- **Stated goal**
Gather every line of the records that contains the word "horizontal", treating uppercase and lowercase as different.

- **Provided data**
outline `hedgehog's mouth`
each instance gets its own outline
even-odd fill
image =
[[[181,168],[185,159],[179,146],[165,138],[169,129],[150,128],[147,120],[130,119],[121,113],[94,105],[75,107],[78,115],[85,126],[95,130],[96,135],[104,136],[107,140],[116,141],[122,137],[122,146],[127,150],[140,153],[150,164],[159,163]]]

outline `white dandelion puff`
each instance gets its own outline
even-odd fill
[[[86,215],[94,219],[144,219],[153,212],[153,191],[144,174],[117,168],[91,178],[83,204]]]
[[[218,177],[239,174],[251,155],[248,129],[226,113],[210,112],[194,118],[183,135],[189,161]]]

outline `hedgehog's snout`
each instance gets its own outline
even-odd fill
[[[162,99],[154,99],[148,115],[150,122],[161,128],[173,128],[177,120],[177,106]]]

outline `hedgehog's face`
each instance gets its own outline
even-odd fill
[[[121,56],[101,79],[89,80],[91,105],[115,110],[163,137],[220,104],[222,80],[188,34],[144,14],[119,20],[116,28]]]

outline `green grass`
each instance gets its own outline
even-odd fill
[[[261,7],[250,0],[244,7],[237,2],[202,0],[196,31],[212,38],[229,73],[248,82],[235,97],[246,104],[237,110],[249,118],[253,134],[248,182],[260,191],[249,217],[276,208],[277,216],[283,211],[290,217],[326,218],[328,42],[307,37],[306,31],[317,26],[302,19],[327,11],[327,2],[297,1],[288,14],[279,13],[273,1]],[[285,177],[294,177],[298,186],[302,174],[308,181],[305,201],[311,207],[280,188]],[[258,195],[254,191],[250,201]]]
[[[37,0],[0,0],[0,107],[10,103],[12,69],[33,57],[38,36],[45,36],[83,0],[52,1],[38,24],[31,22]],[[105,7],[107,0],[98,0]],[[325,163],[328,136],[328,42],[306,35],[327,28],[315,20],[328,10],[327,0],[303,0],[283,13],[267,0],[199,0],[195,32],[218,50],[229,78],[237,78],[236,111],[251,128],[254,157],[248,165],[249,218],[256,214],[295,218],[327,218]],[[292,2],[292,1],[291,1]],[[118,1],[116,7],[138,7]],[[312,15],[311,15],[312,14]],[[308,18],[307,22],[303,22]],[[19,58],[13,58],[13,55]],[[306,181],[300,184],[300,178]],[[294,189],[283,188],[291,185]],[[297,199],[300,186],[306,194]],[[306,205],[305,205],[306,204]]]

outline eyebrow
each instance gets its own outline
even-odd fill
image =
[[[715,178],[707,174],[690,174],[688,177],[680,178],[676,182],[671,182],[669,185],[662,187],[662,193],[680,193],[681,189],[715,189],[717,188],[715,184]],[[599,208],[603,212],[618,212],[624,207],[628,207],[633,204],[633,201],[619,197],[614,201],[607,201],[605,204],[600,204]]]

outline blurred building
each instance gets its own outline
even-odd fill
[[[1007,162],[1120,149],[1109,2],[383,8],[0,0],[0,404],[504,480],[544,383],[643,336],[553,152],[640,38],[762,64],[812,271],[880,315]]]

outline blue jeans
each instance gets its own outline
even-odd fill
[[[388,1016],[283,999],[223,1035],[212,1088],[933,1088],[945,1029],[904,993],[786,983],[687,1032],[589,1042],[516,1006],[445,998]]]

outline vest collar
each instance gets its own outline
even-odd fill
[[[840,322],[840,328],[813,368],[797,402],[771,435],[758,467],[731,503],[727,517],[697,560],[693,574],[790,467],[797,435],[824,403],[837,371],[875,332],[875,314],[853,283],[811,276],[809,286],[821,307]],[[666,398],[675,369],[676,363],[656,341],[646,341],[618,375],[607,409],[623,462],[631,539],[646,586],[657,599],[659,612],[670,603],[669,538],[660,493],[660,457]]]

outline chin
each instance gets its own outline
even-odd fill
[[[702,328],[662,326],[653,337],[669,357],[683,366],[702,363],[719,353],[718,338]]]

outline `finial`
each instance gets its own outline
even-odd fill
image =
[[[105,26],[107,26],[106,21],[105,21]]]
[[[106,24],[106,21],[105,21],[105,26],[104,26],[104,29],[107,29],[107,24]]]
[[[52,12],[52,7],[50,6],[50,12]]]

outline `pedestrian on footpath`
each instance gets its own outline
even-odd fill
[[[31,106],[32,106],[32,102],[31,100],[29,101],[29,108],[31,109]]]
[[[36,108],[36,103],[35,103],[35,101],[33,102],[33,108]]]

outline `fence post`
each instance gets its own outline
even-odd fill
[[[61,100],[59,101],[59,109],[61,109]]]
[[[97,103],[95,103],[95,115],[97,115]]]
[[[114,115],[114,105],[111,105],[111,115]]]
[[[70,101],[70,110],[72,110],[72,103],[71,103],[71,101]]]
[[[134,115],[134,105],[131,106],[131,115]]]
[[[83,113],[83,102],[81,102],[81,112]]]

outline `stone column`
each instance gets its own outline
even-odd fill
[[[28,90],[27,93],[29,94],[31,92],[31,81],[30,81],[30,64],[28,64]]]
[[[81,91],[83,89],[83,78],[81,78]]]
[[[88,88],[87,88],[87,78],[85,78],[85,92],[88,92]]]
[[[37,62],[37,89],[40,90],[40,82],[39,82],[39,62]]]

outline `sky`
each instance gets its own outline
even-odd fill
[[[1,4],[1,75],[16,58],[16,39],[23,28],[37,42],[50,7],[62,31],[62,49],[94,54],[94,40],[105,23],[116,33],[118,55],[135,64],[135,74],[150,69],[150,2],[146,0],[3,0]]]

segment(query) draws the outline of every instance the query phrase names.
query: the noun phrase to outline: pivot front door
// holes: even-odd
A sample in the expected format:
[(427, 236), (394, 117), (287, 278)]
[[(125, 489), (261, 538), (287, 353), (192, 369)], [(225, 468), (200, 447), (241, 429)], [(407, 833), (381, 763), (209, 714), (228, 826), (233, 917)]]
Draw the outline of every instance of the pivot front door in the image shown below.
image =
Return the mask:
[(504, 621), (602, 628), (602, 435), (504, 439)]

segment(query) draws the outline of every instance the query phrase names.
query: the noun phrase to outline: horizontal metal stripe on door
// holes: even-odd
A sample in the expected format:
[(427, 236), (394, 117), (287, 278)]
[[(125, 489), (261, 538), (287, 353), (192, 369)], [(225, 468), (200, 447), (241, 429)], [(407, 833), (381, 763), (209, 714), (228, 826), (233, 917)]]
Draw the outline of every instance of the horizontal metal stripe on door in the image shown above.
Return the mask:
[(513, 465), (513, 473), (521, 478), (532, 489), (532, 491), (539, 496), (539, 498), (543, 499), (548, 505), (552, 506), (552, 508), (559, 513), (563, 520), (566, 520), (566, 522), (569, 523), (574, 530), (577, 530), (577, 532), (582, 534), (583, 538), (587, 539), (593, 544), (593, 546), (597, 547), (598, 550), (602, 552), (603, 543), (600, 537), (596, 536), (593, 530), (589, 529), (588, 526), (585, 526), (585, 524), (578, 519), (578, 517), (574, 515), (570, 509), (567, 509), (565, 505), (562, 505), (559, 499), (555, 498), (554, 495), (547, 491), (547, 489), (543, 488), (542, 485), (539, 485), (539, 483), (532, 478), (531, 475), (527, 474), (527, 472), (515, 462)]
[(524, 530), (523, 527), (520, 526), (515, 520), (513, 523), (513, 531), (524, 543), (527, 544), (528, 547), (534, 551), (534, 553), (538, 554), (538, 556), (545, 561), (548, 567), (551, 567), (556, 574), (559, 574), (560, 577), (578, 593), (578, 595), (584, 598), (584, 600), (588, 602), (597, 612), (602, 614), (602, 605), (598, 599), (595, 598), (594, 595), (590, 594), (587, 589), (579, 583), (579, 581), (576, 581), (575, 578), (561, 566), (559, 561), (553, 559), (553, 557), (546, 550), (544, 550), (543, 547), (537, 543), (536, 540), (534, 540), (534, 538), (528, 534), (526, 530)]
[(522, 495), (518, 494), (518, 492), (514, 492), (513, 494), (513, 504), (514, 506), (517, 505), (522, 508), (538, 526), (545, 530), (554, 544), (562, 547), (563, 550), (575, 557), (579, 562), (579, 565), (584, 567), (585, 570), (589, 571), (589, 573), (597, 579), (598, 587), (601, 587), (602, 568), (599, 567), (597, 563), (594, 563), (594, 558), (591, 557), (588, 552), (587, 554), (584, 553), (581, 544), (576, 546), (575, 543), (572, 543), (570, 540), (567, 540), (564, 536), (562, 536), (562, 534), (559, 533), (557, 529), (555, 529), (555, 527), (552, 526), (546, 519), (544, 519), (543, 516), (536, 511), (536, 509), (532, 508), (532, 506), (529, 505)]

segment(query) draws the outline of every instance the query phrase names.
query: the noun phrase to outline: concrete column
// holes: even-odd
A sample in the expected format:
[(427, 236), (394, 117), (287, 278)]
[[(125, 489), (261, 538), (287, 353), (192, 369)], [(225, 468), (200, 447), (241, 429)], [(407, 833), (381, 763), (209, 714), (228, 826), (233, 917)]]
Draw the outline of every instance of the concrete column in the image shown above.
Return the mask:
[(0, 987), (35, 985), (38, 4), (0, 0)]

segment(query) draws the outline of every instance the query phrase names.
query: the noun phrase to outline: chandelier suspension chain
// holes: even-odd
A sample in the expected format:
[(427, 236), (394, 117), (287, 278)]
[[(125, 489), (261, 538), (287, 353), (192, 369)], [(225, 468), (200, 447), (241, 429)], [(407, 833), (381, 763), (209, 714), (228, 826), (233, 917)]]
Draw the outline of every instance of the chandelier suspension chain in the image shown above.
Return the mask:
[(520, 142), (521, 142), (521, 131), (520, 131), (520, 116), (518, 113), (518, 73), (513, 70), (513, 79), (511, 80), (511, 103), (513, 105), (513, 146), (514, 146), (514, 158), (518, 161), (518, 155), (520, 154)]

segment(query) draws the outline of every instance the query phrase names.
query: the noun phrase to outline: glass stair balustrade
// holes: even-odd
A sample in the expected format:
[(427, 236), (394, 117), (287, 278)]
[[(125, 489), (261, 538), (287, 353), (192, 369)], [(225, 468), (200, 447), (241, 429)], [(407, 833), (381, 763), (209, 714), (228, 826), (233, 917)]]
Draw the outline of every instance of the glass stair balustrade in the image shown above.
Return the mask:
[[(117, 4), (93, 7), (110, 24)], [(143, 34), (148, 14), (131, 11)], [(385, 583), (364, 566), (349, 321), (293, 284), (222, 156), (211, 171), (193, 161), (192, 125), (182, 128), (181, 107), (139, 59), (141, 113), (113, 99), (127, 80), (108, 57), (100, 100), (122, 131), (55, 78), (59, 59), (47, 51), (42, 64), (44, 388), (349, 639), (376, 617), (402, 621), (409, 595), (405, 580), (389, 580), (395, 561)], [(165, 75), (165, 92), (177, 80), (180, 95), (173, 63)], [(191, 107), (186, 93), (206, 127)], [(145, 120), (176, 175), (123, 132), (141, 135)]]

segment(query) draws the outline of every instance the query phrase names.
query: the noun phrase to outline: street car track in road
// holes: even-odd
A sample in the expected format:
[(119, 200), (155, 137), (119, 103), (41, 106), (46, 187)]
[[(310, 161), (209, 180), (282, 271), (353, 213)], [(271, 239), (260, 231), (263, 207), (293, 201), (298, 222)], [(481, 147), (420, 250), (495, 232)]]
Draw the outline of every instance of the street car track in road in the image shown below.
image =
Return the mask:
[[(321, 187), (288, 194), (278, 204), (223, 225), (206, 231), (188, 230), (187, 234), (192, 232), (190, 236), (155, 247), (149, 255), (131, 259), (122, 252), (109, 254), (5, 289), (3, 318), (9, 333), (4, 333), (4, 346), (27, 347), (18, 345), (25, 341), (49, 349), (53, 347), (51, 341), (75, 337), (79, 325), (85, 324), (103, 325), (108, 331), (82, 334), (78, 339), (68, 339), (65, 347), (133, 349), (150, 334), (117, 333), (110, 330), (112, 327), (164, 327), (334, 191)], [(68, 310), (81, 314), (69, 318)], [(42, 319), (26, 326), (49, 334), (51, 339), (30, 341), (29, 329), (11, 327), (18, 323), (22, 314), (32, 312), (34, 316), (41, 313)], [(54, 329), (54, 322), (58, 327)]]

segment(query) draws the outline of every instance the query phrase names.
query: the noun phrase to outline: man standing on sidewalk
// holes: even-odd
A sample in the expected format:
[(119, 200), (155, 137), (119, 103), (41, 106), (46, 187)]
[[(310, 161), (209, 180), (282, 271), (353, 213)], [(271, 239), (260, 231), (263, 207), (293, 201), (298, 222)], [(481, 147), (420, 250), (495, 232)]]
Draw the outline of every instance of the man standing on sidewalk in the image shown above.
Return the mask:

- **Solution to this task**
query: the noun phrase to outline: horizontal metal stripe on door
Draw the outline of every instance of the horizontal metal stripe on door in the image shown above.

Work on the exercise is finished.